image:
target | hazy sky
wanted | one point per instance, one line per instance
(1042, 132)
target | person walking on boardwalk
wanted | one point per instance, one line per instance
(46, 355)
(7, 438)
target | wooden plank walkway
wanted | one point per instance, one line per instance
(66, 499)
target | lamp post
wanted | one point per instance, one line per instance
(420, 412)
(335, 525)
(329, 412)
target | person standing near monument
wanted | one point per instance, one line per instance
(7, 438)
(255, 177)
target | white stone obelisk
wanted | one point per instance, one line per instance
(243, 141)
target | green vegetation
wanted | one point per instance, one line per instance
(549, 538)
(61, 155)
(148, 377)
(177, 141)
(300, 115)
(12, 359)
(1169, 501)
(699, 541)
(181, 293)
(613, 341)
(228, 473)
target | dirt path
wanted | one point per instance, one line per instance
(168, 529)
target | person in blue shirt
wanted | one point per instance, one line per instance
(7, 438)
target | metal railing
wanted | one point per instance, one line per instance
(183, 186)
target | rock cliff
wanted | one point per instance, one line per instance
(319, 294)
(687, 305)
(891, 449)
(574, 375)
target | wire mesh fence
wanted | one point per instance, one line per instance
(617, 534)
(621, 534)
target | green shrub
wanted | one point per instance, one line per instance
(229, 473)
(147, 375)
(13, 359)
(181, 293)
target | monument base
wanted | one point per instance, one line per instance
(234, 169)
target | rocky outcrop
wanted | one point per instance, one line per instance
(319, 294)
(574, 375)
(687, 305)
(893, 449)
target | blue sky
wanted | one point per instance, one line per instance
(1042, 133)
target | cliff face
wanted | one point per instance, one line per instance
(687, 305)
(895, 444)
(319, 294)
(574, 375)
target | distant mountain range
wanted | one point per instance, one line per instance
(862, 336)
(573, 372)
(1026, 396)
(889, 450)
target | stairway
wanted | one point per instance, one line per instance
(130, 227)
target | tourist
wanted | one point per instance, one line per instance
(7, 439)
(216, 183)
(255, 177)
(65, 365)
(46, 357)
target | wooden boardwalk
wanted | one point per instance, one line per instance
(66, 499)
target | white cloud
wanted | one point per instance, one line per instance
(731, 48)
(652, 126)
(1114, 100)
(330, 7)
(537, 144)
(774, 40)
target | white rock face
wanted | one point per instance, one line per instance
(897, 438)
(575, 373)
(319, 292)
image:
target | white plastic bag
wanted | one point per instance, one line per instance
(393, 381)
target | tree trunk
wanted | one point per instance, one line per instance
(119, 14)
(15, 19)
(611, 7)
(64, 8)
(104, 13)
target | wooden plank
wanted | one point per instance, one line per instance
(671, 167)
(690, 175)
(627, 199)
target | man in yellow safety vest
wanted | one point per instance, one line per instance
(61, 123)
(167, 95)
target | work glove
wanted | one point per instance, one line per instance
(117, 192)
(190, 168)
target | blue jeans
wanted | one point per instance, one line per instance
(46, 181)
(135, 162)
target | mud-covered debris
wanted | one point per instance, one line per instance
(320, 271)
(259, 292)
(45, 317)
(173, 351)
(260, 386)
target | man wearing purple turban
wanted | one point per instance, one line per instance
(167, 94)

- - - - - - -

Exactly as they appear, restate all of the entries.

image:
target | hazy sky
wanted | one point per instance, one line per instance
(1042, 132)
target | person walking on boardwalk
wanted | one point per instance, one line per instance
(46, 355)
(7, 438)
target | wooden plank walkway
wanted | one point per instance, one line per instance
(66, 499)
target | lamp post
wanted | one point per instance, one line per instance
(420, 412)
(335, 525)
(329, 412)
target | person standing near monument
wanted | one point per instance, one line per instance
(7, 438)
(255, 177)
target | white stone obelisk
wanted | one point per instance, one line per instance
(243, 141)
target | green vegetation
wanted | one point per instance, one line per instance
(549, 538)
(61, 155)
(148, 377)
(177, 141)
(300, 115)
(12, 359)
(1169, 501)
(699, 541)
(181, 293)
(613, 341)
(228, 473)
target | dirt path
wanted | one point per instance, one line per instance
(168, 529)
target | person in blue shirt
wanted | one point per instance, one line per instance
(7, 438)
target | metal railing
wanted | one point per instance, one line per instance
(183, 186)
target | rock cliff
wanted | one point per instance, one line per instance
(319, 294)
(687, 305)
(891, 449)
(574, 375)
target | wire mesh fence
wanted | one point per instance, one line per instance
(617, 534)
(621, 534)
target | green shrub
wanted | one point per instance, one line per instance
(229, 473)
(147, 375)
(13, 359)
(181, 293)
target | monument base
wanted | one point per instance, one line per instance
(234, 169)
target | rocky outcrop
wanted | one point per instance, one line per instance
(319, 294)
(574, 375)
(687, 305)
(893, 449)
target | blue sky
wanted | one point per instance, one line per instance
(1042, 133)
target | cliff face
wanted | one point per instance, one line per instance
(687, 305)
(895, 444)
(319, 294)
(574, 375)
target | distant mountain range
wanted | one point per instance, one line per instance
(862, 336)
(573, 372)
(1026, 396)
(889, 450)
target | stairway
wanted | one point per instance, one line per instance
(130, 227)
target | tourist
wanted | one point per instance, one line per instance
(7, 439)
(216, 183)
(255, 177)
(65, 365)
(46, 357)
target | wooden boardwalk
wanted | one point per instance, one line per instance
(66, 499)
target | white cloud
wanted | one point per instance, one line per instance
(731, 48)
(652, 126)
(1114, 100)
(330, 7)
(537, 144)
(774, 40)
target | white rock face
wanted | one point per instance, one line per instance
(897, 438)
(575, 373)
(319, 292)
image:
target | white plastic bag
wanted | one point per instance, one line per instance
(393, 381)
target | tree trunk
wanted | one point per instance, one line per instance
(119, 14)
(15, 19)
(611, 7)
(64, 8)
(104, 13)
target | wooden plank
wanted | one point per instance, one line per instance
(671, 167)
(690, 175)
(627, 199)
target | man in yellow safety vest
wanted | one point per instance, one line per instance
(61, 123)
(167, 95)
target | work glove
wanted | one point per instance, one line per instance
(117, 192)
(190, 168)
target | blue jeans
wanted | one point per instance, one line per instance
(46, 181)
(135, 162)
target | mud-covered debris
wanted | one point per instance, one line per instance
(320, 271)
(259, 292)
(45, 317)
(173, 351)
(260, 386)
target | man wearing purple turban
wanted | one point per instance, one line per instance
(167, 94)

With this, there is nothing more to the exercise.